> [Your objective]: Filter the data below down to only the lines that contain the word "query".

> [Records shown]:
■ ■ ■

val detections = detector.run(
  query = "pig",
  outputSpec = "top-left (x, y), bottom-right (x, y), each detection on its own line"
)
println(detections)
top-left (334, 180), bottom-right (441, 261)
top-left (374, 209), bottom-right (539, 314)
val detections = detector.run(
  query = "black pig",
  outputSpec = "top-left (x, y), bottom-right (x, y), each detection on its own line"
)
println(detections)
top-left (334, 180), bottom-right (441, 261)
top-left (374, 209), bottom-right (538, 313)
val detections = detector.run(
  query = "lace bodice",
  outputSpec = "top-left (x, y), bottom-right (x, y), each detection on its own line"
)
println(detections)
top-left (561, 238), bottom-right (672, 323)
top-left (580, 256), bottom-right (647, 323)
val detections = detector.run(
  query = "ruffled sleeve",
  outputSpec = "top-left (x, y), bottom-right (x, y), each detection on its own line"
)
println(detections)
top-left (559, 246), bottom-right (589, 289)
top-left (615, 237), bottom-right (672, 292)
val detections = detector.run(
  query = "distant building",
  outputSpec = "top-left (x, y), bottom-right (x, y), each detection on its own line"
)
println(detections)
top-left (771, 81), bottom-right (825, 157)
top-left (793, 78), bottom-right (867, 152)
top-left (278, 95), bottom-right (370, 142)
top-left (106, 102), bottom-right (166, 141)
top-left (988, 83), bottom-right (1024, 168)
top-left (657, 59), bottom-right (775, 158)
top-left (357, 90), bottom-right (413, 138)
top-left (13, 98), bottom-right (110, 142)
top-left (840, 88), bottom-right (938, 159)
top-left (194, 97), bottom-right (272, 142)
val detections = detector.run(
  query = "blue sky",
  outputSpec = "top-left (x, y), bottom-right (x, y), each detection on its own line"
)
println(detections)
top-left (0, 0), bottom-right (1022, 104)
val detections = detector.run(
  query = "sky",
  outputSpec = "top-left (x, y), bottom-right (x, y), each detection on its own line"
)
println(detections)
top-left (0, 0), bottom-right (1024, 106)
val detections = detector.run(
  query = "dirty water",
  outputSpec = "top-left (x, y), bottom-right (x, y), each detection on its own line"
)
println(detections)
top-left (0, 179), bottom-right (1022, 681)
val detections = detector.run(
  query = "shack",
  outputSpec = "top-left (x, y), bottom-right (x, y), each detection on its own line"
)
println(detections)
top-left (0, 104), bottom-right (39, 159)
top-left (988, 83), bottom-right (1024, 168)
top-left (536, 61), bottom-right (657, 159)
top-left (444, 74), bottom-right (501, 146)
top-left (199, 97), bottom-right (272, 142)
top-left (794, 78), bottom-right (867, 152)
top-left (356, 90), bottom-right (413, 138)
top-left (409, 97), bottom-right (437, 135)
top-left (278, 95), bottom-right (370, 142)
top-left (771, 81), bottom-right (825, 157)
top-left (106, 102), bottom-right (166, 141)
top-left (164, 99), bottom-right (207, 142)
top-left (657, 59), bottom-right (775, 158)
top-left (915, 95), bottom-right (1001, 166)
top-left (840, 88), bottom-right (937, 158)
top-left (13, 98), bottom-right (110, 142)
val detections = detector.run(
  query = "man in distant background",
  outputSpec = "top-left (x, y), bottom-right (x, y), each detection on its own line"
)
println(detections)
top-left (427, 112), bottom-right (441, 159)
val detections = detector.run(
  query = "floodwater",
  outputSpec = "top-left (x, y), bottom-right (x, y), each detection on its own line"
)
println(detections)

■ ■ ■

> [Solution below]:
  query = "pig",
  query = "black pig",
  query = "lace bodice",
  query = "ruffled sleeve",
  query = "distant building",
  query = "blue sky",
  query = "sky",
  query = "dirty water",
  query = "shack",
  query = "man in distant background",
  query = "floodwater",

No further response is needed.